Alex menuturkan, penerimaan gratifikasi itu diduga pada periode 2012-2022. Penerimana gratifikasi itu diduga terjadi ketika Andhi Pramono menduduki beberapa posisi mulai dari Penyidik Pegawai Negeri Sipil (PPNS) hingga menjadi pejabat eselon III di Direktorat Jenderal Bea dan Cukai dengan posisi terakhir Kepala Kantor Pengawasan dan Pelayanan Bea dan Cukai (KPPBC) Makassar.
Ia diduga memanfaatkan jabatan untuk bertindak sebagai broker dan memberikan rekomendasi bagi pengusaha yang bergerak di bidang ekspor impor sehingga dapat dipermudah dalam melakukan aktivitas bisnisnya.
Dari rekomendasi dan tindakan broker yang dilakukan, ia diduga menerima imbalan sejumlah yang dalam bentuk fee.

■ Arahan Latihan
Teruskan teks tentang dugaan gratifikasi yang diterima Andhi Pramono mulai dari titik teks itu berhenti.

■ Cuplikan Data
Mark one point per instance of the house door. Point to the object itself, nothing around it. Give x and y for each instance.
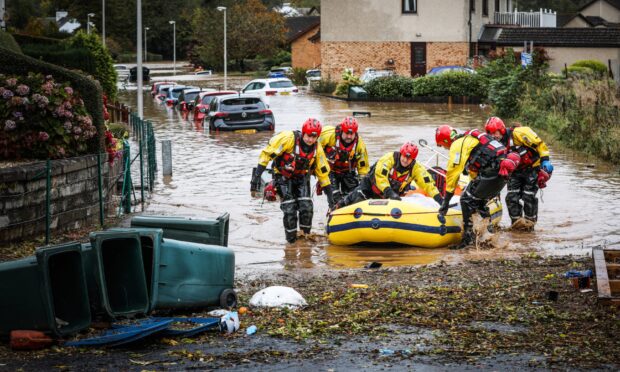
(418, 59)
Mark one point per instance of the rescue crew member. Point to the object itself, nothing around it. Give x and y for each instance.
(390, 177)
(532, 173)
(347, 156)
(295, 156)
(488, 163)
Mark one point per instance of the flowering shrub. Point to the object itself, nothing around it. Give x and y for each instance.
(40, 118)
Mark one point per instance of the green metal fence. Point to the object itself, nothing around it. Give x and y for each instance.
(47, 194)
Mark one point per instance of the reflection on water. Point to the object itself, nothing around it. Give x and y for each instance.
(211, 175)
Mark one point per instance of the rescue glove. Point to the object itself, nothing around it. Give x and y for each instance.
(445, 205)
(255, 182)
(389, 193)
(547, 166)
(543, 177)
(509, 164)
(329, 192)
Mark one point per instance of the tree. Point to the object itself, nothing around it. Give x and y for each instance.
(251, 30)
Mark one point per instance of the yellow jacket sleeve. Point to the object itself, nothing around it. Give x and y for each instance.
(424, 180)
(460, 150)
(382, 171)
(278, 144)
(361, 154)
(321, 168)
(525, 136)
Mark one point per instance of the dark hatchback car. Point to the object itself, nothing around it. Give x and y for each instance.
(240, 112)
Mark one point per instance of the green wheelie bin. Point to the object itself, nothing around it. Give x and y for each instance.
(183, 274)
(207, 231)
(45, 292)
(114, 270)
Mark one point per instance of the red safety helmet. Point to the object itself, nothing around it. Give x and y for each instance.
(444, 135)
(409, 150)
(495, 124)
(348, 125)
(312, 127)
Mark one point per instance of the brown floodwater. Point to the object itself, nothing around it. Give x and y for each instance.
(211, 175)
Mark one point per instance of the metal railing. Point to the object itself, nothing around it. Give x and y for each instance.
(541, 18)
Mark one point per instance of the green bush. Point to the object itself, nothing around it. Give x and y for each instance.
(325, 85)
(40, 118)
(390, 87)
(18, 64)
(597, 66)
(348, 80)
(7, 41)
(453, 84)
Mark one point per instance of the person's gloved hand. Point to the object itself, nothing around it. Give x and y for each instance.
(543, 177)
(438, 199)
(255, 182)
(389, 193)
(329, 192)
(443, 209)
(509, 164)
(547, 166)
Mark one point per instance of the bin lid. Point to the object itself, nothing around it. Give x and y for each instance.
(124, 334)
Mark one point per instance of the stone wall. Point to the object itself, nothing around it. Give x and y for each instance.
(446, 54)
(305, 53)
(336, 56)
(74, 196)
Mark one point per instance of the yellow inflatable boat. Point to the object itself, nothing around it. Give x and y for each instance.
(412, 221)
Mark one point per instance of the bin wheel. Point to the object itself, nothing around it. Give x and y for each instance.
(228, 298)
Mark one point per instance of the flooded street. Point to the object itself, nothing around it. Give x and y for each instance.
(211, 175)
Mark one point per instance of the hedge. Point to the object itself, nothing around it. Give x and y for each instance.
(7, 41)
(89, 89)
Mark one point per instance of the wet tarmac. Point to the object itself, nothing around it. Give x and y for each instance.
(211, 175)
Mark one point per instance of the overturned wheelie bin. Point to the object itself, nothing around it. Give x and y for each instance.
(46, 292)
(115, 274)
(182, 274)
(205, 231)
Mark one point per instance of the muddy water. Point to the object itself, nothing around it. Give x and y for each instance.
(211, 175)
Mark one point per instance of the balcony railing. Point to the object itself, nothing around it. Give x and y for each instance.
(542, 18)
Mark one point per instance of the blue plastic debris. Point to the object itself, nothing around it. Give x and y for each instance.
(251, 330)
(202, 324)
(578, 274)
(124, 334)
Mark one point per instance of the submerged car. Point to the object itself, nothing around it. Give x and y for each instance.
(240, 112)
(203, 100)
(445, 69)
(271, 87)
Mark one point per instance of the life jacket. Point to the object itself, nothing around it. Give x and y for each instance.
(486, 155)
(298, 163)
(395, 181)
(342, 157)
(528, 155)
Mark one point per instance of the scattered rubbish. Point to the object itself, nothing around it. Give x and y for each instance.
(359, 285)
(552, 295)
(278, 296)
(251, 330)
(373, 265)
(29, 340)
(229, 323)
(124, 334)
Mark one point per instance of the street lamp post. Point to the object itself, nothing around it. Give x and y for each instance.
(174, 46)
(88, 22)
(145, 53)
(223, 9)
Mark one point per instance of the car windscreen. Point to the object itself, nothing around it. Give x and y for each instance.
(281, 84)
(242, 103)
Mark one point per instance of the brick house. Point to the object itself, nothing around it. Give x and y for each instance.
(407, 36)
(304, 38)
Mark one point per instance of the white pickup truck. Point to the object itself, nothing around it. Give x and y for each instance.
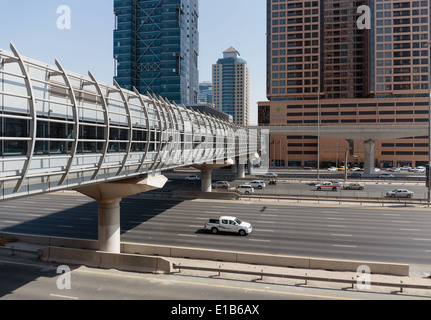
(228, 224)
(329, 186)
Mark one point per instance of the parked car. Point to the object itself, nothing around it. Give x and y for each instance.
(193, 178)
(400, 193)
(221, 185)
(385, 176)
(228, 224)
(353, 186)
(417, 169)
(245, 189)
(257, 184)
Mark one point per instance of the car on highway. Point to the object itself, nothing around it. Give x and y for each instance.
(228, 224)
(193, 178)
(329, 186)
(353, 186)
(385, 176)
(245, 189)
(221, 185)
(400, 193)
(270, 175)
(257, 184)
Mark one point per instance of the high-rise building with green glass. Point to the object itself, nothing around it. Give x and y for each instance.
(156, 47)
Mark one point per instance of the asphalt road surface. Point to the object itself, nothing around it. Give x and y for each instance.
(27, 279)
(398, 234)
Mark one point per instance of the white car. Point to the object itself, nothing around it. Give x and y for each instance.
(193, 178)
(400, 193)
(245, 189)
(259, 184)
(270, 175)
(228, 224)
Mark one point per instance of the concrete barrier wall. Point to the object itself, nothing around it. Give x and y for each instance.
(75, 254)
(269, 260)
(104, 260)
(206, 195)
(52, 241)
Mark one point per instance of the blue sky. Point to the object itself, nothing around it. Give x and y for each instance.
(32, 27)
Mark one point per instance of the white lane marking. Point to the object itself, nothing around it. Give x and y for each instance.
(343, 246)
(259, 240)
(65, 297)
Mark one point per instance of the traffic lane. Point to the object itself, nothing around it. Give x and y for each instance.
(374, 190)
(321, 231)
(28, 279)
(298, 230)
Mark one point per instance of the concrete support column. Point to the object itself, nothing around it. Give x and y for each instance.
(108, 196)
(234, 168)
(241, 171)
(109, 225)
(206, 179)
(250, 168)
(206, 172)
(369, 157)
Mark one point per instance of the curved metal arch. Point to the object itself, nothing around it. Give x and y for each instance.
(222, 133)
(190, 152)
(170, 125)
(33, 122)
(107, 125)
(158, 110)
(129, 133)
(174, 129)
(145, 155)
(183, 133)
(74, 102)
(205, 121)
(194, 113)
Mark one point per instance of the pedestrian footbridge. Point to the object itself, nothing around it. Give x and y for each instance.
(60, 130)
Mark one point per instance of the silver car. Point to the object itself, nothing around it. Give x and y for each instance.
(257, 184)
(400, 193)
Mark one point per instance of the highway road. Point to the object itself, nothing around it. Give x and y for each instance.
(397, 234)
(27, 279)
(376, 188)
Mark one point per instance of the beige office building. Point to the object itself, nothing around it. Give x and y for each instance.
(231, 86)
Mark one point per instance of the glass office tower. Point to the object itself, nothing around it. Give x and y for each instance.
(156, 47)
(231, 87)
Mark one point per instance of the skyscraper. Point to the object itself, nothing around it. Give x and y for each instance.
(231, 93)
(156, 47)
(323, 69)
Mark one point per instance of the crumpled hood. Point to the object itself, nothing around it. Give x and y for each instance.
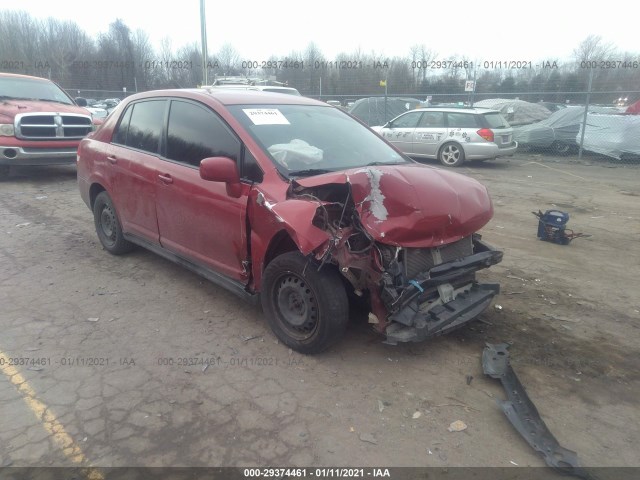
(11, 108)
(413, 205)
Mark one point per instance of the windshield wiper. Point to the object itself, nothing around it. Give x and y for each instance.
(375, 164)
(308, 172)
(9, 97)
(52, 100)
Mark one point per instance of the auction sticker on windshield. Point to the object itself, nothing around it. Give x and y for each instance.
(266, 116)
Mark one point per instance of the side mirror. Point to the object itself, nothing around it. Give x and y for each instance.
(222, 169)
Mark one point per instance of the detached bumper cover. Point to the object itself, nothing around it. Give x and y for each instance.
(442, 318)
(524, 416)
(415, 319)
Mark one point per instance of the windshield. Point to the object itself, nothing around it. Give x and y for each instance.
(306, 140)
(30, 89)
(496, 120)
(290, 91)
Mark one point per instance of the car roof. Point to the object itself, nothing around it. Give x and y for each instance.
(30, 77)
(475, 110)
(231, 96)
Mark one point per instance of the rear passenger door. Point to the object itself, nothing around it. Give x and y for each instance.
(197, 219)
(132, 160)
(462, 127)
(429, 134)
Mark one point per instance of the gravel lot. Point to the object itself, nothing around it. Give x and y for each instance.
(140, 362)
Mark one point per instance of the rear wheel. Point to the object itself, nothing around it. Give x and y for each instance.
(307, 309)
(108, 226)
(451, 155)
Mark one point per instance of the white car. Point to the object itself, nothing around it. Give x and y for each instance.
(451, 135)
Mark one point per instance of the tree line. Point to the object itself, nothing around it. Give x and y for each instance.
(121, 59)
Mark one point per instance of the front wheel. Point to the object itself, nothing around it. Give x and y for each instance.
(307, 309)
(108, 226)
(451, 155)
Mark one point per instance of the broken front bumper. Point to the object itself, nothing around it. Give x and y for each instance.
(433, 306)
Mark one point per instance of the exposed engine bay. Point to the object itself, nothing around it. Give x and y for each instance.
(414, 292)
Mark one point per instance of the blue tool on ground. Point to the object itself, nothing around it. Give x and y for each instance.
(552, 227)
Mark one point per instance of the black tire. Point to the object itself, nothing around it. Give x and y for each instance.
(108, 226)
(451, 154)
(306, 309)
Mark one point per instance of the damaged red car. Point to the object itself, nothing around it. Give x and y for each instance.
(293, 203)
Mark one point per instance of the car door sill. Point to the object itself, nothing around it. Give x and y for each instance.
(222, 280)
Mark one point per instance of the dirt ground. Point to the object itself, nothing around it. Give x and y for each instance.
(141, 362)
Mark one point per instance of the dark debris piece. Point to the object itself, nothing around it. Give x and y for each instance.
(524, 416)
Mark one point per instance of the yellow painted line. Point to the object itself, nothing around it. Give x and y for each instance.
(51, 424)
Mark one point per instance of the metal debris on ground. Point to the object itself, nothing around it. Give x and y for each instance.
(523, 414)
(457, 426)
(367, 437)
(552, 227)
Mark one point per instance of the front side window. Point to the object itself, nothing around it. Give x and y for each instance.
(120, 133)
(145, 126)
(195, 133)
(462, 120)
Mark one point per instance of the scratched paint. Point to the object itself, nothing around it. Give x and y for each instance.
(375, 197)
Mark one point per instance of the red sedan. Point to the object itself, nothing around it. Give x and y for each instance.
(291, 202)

---

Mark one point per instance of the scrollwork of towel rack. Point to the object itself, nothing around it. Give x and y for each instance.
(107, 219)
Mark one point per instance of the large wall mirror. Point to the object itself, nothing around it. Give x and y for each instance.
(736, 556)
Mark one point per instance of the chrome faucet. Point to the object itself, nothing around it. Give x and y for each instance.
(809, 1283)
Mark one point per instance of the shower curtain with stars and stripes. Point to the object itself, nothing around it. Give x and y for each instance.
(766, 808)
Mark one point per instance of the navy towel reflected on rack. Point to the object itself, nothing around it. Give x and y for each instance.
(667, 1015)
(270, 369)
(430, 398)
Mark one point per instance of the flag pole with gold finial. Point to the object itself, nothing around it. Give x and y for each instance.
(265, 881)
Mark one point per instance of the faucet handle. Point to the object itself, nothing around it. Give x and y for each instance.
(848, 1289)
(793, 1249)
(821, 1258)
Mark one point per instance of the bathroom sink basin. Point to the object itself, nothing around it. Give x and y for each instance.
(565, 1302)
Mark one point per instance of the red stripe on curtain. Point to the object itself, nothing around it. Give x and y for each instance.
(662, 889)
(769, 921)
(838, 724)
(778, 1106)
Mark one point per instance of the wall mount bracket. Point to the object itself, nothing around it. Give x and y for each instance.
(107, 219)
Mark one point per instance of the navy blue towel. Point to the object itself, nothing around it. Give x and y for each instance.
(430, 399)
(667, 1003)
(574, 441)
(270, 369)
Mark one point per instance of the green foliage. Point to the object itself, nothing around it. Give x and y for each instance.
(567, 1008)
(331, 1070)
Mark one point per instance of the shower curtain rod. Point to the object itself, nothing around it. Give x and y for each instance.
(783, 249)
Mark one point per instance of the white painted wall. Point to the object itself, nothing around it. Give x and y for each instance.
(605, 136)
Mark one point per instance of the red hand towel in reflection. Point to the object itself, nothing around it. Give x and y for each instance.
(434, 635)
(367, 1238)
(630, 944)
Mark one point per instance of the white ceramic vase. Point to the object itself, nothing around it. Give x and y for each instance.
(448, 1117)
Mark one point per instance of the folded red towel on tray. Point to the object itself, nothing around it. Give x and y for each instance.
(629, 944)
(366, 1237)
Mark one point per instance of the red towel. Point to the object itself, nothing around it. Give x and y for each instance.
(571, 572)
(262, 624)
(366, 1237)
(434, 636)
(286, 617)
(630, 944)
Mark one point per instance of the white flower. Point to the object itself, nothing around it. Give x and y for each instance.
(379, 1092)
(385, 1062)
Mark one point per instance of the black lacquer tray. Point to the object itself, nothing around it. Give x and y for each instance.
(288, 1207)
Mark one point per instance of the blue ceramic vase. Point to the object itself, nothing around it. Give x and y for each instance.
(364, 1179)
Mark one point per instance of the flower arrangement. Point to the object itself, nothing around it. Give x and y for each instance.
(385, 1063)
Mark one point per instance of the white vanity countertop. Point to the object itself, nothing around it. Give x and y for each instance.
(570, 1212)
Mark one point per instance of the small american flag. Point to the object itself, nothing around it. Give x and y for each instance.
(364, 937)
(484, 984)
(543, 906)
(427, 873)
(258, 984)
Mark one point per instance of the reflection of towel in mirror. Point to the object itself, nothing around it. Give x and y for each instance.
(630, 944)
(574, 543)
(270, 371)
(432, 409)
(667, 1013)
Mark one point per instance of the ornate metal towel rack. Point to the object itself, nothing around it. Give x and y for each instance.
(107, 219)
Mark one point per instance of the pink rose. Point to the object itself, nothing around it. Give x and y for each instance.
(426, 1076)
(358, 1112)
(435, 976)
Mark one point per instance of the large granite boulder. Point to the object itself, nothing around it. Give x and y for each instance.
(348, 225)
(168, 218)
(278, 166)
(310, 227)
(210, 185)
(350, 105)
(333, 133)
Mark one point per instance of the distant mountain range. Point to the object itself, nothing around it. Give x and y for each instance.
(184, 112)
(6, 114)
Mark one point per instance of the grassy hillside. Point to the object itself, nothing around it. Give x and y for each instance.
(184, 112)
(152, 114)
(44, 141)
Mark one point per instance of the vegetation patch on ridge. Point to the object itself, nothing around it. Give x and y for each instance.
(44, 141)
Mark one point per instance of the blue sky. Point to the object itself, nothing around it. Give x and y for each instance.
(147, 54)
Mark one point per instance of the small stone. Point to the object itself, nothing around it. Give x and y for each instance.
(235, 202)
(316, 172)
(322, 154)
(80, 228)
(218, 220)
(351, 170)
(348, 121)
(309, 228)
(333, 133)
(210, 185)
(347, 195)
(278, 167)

■ Hasil
Ia pun dijerat dengan Pasal 12B Undang-Undang Nomor 31 Tahun 1999 atas perbuatannya sebagaimana telah diubah dengan Undang-Undang Nomor 20 Tahun 2001 tentang Pemberantasan Tindak Pidana Korupsi, juncto Pasal 55 ayat 1 ke-1 KUHP.
Ia juga disangkakan dengan pasal 2 ayat 1 dan pasal 3 Undang-Undang Nomor 8 Tahun 2010 tentang Pencegahan dan Pemberantasan Tindak Pidana Pencucian Utang (TPPU).
KPK Bakal Selisik Keterlibatan Keluarga
Sebelumnya, Komisi Pemberantasan Korupsi (KPK) menyatakan bakal mendalami keterlibatan pihak keluarga mantan Kepala Bea Cukai Makassar Andhi Pramono dalam kasus dugaan penerimaan gratifikasi dan tindak pidana pencucian uang (TPPU). KPK menduga keluarga mengetahui pidana Andhi Pramono.
"Tentu hal itu akan didalami oleh penyidik, sejauh mana peran dari istri maupun anak dalam melakukan pencucian uang itu," ujar Wakil Ketua KPK Alexander Marwata dalam keterangannya, Sabtu (8/7/2023).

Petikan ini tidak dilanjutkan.